§ EXERCISE DIRECTIONS: Every entry should appear in your answer exactly as it does here.

──────────

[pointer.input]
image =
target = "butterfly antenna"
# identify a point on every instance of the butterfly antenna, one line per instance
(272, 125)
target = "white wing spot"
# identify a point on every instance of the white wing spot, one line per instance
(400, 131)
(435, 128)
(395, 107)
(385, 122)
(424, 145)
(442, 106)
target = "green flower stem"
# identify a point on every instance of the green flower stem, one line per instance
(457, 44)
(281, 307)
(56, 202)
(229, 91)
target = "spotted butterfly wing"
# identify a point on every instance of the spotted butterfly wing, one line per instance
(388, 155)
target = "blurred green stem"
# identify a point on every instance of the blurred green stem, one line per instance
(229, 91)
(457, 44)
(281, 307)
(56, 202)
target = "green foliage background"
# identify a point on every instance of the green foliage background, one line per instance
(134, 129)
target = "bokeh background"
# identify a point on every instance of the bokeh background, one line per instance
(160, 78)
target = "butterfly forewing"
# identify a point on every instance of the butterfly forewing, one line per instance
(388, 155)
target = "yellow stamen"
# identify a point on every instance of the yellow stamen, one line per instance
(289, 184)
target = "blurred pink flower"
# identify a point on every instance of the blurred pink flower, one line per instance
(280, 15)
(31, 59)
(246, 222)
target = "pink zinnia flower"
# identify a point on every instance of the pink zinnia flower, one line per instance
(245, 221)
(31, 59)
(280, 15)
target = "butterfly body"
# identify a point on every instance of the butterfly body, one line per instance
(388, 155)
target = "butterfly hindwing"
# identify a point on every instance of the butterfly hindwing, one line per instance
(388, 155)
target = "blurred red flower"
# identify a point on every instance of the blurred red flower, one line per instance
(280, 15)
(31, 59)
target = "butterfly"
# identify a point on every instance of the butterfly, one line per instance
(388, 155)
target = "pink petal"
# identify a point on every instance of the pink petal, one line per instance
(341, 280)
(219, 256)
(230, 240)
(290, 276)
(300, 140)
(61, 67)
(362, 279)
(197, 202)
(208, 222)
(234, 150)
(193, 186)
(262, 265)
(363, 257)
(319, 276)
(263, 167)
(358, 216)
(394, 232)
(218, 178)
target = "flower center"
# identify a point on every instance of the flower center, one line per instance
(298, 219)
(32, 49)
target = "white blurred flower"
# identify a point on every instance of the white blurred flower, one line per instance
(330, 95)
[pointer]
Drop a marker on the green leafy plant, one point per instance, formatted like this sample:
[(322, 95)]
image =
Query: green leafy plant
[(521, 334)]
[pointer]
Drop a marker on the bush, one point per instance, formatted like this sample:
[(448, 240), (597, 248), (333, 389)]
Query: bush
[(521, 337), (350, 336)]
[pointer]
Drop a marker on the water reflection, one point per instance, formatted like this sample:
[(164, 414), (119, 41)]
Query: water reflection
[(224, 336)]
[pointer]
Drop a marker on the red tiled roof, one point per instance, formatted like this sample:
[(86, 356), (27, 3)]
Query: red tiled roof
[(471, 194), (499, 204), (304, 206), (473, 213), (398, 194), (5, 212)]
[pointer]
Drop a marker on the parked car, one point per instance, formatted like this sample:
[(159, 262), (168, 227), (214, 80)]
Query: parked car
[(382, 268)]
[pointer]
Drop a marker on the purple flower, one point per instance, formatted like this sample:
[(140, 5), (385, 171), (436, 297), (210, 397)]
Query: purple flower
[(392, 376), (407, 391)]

──────────

§ RESULT FOR THIS EXERCISE:
[pointer.input]
image =
target = "butterfly antenna"
# identify a point on every instance of the butterfly antenna, one line per instance
(272, 125)
target = "white wing spot"
# identify a point on every instance of the white wing spot, one line per instance
(400, 131)
(435, 128)
(395, 107)
(385, 122)
(424, 145)
(442, 106)
target = "green flower stem"
# identify a point on every instance of the green flower stem, one line per instance
(457, 44)
(281, 307)
(56, 202)
(229, 91)
target = "spotted butterfly wing"
# identify a point on every instance of the spotted butterfly wing, one line per instance
(388, 155)
target = "blurred green stem"
# identify a point on every instance of the blurred green stem, one line per instance
(229, 91)
(457, 44)
(281, 307)
(56, 202)
target = "green foliage background"
# identify a point on every instance of the green foliage background, one line per instance
(134, 129)
target = "bokeh background"
# identify a point on every instance of the bokeh background, one line per instance
(160, 78)
target = "butterfly forewing"
# identify a point on every instance of the butterfly forewing, one line per instance
(388, 155)
target = "yellow stamen"
# identify a point on every instance of the yellow stamen, one line per instance
(289, 184)
target = "blurred pink flower"
# identify a point on every instance of the blurred pink flower, one line per instance
(280, 15)
(31, 59)
(246, 222)
target = "pink zinnia flower"
# identify a point on every instance of the pink zinnia flower, one line per instance
(245, 221)
(31, 59)
(280, 15)
target = "butterfly body"
# identify a point on every instance of the butterfly body, one line per instance
(388, 155)
target = "butterfly hindwing"
# identify a point on every instance of the butterfly hindwing, one line per instance
(388, 155)
target = "blurred red flower"
# identify a point on every instance of the blurred red flower, one line per instance
(280, 15)
(31, 59)
target = "butterfly"
# identify a point on every instance of the butterfly, one line per instance
(388, 155)
target = "pink petal"
# identify a point on every instance of the pink petal, one line per instance
(341, 280)
(219, 256)
(230, 240)
(290, 276)
(300, 140)
(61, 67)
(362, 279)
(197, 202)
(208, 222)
(234, 150)
(193, 186)
(262, 265)
(363, 257)
(319, 276)
(263, 167)
(358, 216)
(394, 232)
(218, 178)
target = "flower center"
# identify a point on every instance of the flower center, one line per instance
(298, 219)
(32, 49)
target = "white blurred flower"
# identify a point on every instance of the white blurred flower, one line per instance
(330, 95)
[pointer]
Drop a marker on the green leafy plant, one point per instance, formatted like this sample:
[(322, 95)]
image =
Query: green leafy plant
[(521, 334)]
[pointer]
Drop a marker on the bush, one point per instance, formatted like this sample:
[(448, 240), (597, 248), (333, 389)]
Query: bush
[(521, 337), (350, 336)]
[pointer]
Drop a marker on the water reflection, one point per instance, formatted like this sample:
[(164, 414), (119, 41)]
Query: water reflection
[(224, 336)]
[pointer]
Drop a marker on the red tiled roof, one point per instance, formatted like this sample:
[(86, 356), (27, 3)]
Query: red tiled roof
[(471, 194), (499, 204), (304, 206), (473, 213), (398, 194), (5, 212)]
[pointer]
Drop a marker on the parked car, one point per instance, formatted like this sample:
[(159, 262), (168, 227), (214, 80)]
Query: parked car
[(382, 268)]
[pointer]
Drop a marker on the purple flower, one point per instance, formatted like this sample:
[(140, 5), (385, 171), (436, 297), (210, 397)]
Query: purple flower
[(392, 376), (407, 391)]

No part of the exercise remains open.